Written request: Replace "work trousers" with "work pants" in the lines from the one containing "For the benchmark, mark every instance of the dark" through the end of the records, and write out those lines again with everything else unchanged.

___ Data listing ___

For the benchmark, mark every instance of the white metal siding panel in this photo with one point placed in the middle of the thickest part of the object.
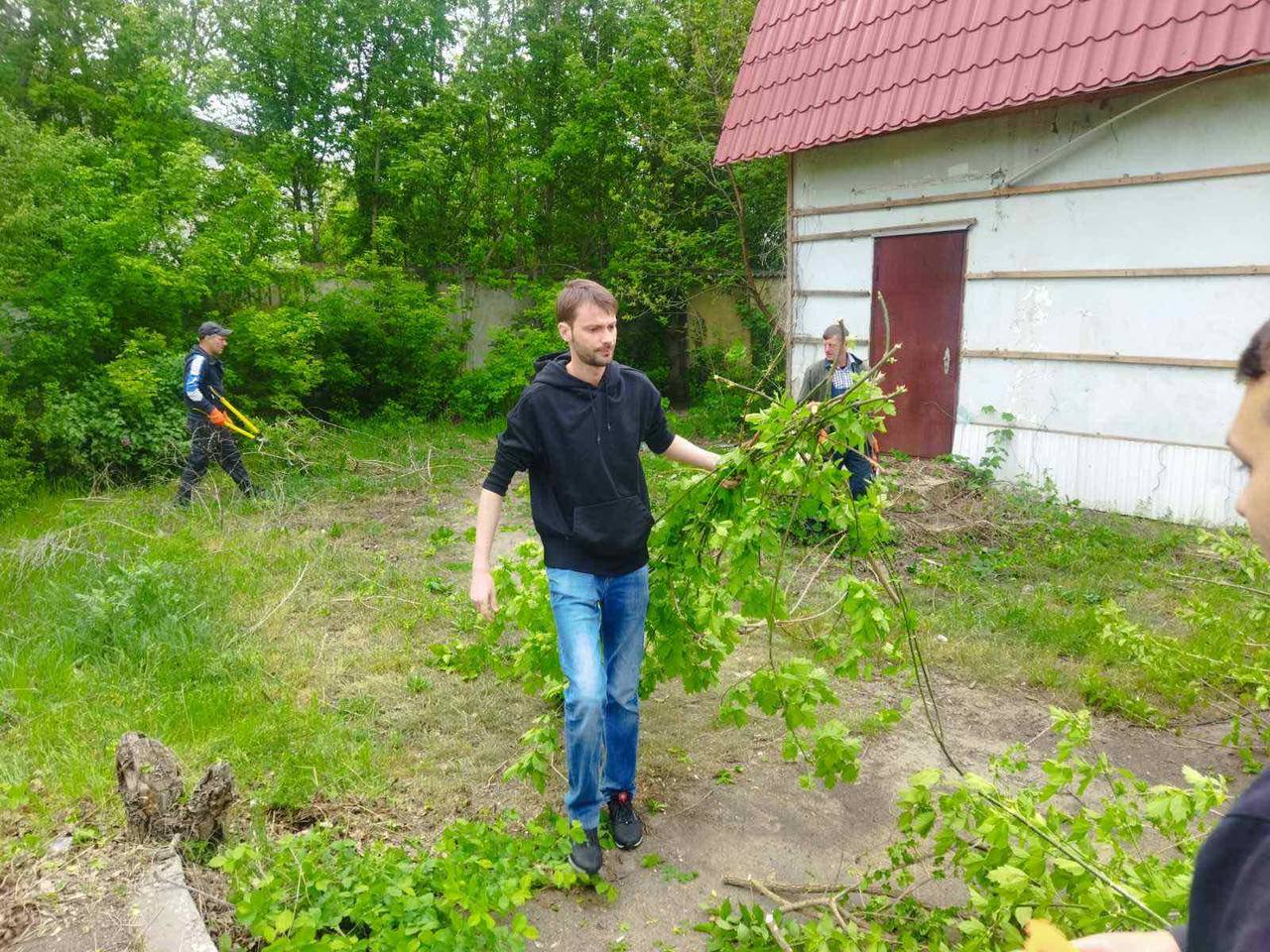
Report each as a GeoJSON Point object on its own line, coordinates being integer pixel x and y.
{"type": "Point", "coordinates": [1141, 479]}
{"type": "Point", "coordinates": [1213, 222]}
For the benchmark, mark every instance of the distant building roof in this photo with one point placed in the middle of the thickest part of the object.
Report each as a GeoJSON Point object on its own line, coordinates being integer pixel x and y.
{"type": "Point", "coordinates": [820, 71]}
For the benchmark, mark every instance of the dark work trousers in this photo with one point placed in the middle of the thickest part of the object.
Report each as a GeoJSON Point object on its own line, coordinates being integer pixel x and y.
{"type": "Point", "coordinates": [206, 443]}
{"type": "Point", "coordinates": [860, 468]}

___

Exercise result:
For the benchmark, mark every instance of the dark work pants in this photo with one point placed in the middle of the thickest part of the object.
Report each as a GeoJSON Point object on its own line, coordinates being integer pixel x and y.
{"type": "Point", "coordinates": [206, 443]}
{"type": "Point", "coordinates": [860, 468]}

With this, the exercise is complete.